Work request:
What is needed is an exact copy of the lines in the listing below, from the one with "of the cable" up to and including the one with "of the tool", with no other lines.

---- Records

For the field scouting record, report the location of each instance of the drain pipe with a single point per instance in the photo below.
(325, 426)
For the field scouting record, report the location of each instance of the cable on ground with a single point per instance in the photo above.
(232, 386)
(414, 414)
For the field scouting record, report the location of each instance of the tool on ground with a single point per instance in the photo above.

--------
---- Records

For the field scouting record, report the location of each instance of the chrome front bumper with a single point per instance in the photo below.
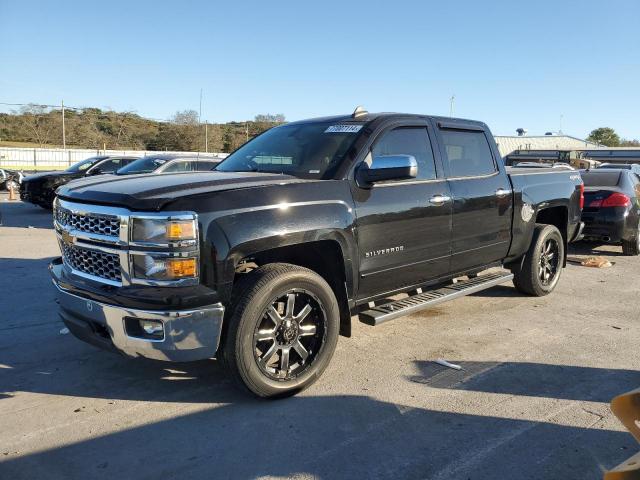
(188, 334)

--------

Solution:
For the field scouting record, report the location of each instance of the cable on ground with a single point per instance in the photo above.
(232, 386)
(414, 414)
For the field scouting record, report the location of each instance of the tool on ground with a single point per instance in the photo above.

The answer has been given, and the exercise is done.